*What you should do*
Give every line of the listing below as a Markdown table with the columns No. and Line, numbering the rows in order and omitting blank lines. Leave the pictures out of the table.

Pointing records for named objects
--------
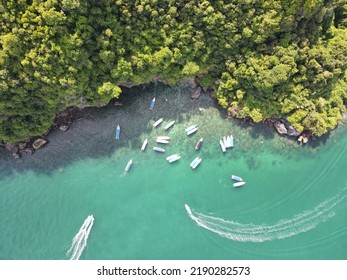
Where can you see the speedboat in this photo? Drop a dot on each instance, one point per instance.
(239, 184)
(118, 132)
(151, 106)
(158, 122)
(162, 141)
(130, 162)
(169, 125)
(159, 150)
(195, 129)
(236, 178)
(198, 145)
(194, 164)
(144, 145)
(173, 158)
(190, 127)
(222, 145)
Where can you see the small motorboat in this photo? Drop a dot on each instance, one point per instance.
(151, 106)
(198, 145)
(159, 150)
(239, 184)
(236, 178)
(163, 137)
(222, 145)
(190, 127)
(195, 129)
(170, 124)
(144, 145)
(162, 141)
(194, 164)
(173, 158)
(130, 162)
(118, 132)
(158, 122)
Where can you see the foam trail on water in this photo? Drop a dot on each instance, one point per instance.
(79, 242)
(260, 233)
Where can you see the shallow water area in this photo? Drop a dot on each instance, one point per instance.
(293, 205)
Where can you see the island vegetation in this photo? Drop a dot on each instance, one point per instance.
(263, 58)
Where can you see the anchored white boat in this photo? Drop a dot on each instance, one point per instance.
(158, 122)
(222, 145)
(130, 162)
(236, 178)
(190, 127)
(173, 158)
(198, 145)
(144, 145)
(170, 124)
(162, 141)
(194, 164)
(159, 149)
(195, 129)
(239, 184)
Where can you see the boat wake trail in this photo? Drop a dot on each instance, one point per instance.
(79, 242)
(259, 233)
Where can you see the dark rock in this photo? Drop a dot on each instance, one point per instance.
(28, 151)
(63, 127)
(196, 93)
(38, 143)
(280, 127)
(291, 131)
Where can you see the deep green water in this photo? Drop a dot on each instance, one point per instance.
(293, 205)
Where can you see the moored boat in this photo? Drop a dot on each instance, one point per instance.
(173, 158)
(198, 145)
(162, 141)
(190, 127)
(236, 178)
(151, 106)
(170, 124)
(159, 149)
(144, 145)
(239, 184)
(194, 164)
(158, 122)
(195, 129)
(222, 145)
(130, 162)
(118, 132)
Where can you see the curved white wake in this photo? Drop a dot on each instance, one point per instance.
(260, 233)
(79, 242)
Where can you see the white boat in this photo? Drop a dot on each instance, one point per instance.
(222, 145)
(163, 137)
(159, 150)
(173, 158)
(194, 164)
(130, 162)
(195, 129)
(169, 125)
(158, 122)
(231, 141)
(239, 184)
(190, 127)
(198, 145)
(236, 178)
(144, 145)
(162, 141)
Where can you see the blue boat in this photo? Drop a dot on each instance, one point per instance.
(118, 132)
(151, 106)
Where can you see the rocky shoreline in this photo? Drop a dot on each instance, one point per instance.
(64, 119)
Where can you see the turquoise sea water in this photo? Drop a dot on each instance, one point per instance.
(293, 205)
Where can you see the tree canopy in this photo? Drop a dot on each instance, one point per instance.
(263, 57)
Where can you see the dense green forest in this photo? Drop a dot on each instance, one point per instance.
(285, 58)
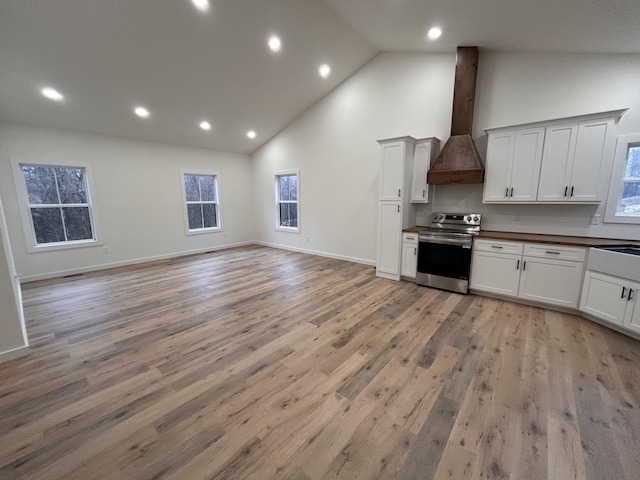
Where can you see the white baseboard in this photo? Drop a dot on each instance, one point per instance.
(106, 266)
(363, 261)
(12, 354)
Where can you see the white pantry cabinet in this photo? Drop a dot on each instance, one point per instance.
(562, 160)
(542, 273)
(611, 299)
(395, 209)
(573, 161)
(409, 255)
(426, 150)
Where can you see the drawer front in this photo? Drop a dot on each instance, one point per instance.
(410, 238)
(498, 246)
(575, 254)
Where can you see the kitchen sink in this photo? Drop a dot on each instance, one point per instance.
(618, 260)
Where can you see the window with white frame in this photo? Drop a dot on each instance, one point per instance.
(58, 206)
(202, 208)
(623, 204)
(287, 201)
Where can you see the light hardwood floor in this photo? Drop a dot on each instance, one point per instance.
(257, 363)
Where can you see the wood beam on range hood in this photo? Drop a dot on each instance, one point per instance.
(464, 91)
--------
*Exercise solution*
| No. | Line |
|---|---|
| 1 | Where can you see the speedboat in this photo? Drop a dot on each instance, one point per instance. |
| 2 | (239, 184) |
| 3 | (118, 132) |
| 4 | (151, 106) |
| 5 | (158, 122) |
| 6 | (162, 141) |
| 7 | (130, 162) |
| 8 | (169, 125) |
| 9 | (159, 150) |
| 10 | (195, 129) |
| 11 | (236, 178) |
| 12 | (198, 145) |
| 13 | (194, 164) |
| 14 | (144, 145) |
| 15 | (173, 158) |
| 16 | (190, 127) |
| 17 | (222, 145) |
| 18 | Where can you see the small motorboat in this photo? Drop a dot on each instance, one point per instance. |
| 19 | (151, 106) |
| 20 | (198, 145) |
| 21 | (159, 150) |
| 22 | (239, 184) |
| 23 | (236, 178) |
| 24 | (163, 137) |
| 25 | (222, 145) |
| 26 | (190, 127) |
| 27 | (195, 129) |
| 28 | (170, 124) |
| 29 | (144, 145) |
| 30 | (162, 141) |
| 31 | (194, 164) |
| 32 | (173, 158) |
| 33 | (130, 162) |
| 34 | (118, 132) |
| 35 | (158, 122) |
| 36 | Where can you see the foam trail on water in this photo? Drop a dot on each instance, one point per instance. |
| 37 | (79, 242) |
| 38 | (260, 233) |
| 39 | Where can you see the shallow water area in this photo? Drop a dot on each instance, one point per instance. |
| 40 | (293, 205) |
| 41 | Where can you see the island vegetation in this photo? Drop a dot on each instance, one point per instance. |
| 42 | (263, 58) |
| 43 | Where can you see the anchored white boat in this photo? Drop a dot on each instance, one point per instance. |
| 44 | (158, 122) |
| 45 | (222, 145) |
| 46 | (130, 162) |
| 47 | (236, 178) |
| 48 | (190, 127) |
| 49 | (173, 158) |
| 50 | (198, 145) |
| 51 | (144, 145) |
| 52 | (170, 124) |
| 53 | (162, 141) |
| 54 | (194, 164) |
| 55 | (159, 149) |
| 56 | (195, 129) |
| 57 | (239, 184) |
| 58 | Where can you see the boat wake trail in this photo? Drop a dot on each instance, one point per instance. |
| 59 | (79, 242) |
| 60 | (259, 233) |
| 61 | Where can you see the dark rock in this photo? Drop a dot on each instance, one point per instance. |
| 62 | (28, 151) |
| 63 | (63, 127) |
| 64 | (196, 93) |
| 65 | (38, 143) |
| 66 | (280, 127) |
| 67 | (291, 131) |
| 68 | Where can you see the deep green water in this photo? Drop a dot on each instance, one point per instance. |
| 69 | (293, 205) |
| 70 | Where can you see the moored boat in this photo? Drop a dot on each instance, one point per instance. |
| 71 | (173, 158) |
| 72 | (198, 145) |
| 73 | (162, 141) |
| 74 | (190, 127) |
| 75 | (236, 178) |
| 76 | (151, 106) |
| 77 | (170, 124) |
| 78 | (159, 149) |
| 79 | (144, 145) |
| 80 | (239, 184) |
| 81 | (194, 164) |
| 82 | (158, 122) |
| 83 | (195, 129) |
| 84 | (222, 145) |
| 85 | (130, 162) |
| 86 | (118, 132) |
| 87 | Where can you see the curved white wake in this photo? Drop a dot on each instance, one point per instance. |
| 88 | (260, 233) |
| 89 | (79, 242) |
| 90 | Where can you see the white boat in this photo? Drop a dot on each instance, one point per instance. |
| 91 | (222, 145) |
| 92 | (163, 137) |
| 93 | (159, 150) |
| 94 | (173, 158) |
| 95 | (194, 164) |
| 96 | (130, 162) |
| 97 | (195, 129) |
| 98 | (169, 125) |
| 99 | (158, 122) |
| 100 | (231, 141) |
| 101 | (239, 184) |
| 102 | (190, 127) |
| 103 | (198, 145) |
| 104 | (236, 178) |
| 105 | (144, 145) |
| 106 | (162, 141) |
| 107 | Where can you see the blue boat in this photo? Drop a dot on each instance, one point per instance. |
| 108 | (118, 132) |
| 109 | (151, 106) |
| 110 | Where can you see the rocky shoreline in this photo? Drop a dot on each instance, one point per instance. |
| 111 | (64, 119) |
| 112 | Where can you see the turquoise sea water in this photo? Drop a dot on each instance, one point per instance. |
| 113 | (293, 205) |
| 114 | Where can you see the tree canopy in this photo? Drop a dot on each instance, one point per instance. |
| 115 | (263, 57) |
| 116 | Where can you see the dense green forest in this photo? Drop a dot on each instance, one point per instance. |
| 117 | (285, 58) |
| 118 | Where can you see the white baseboard in this photo? Drop a dot on each instance, one point per instance. |
| 119 | (106, 266) |
| 120 | (363, 261) |
| 121 | (12, 354) |
| 122 | Where can you see the white pantry cabinet in this photo? Drop a dot on each instance, one point per instance. |
| 123 | (562, 160) |
| 124 | (542, 273) |
| 125 | (611, 299) |
| 126 | (395, 209) |
| 127 | (573, 161) |
| 128 | (409, 255) |
| 129 | (426, 150) |
| 130 | Where can you see the drawer front in this photo? Drop a dot on each instance, one point per instance. |
| 131 | (410, 238) |
| 132 | (498, 246) |
| 133 | (575, 254) |
| 134 | Where can you see the kitchen sink in this photo? Drop a dot on each instance, one point per instance. |
| 135 | (618, 260) |
| 136 | Where can you see the window with white frame in this photo? Drop a dot on each instance, one point per instance. |
| 137 | (58, 206) |
| 138 | (202, 208) |
| 139 | (623, 204) |
| 140 | (287, 201) |
| 141 | Where can you see the light hardwood floor in this photo? Drop a dot on each instance, one point per instance. |
| 142 | (257, 363) |
| 143 | Where can you see the wood beam on range hood in this photo? Drop a dot on each instance, one point per instance. |
| 144 | (464, 91) |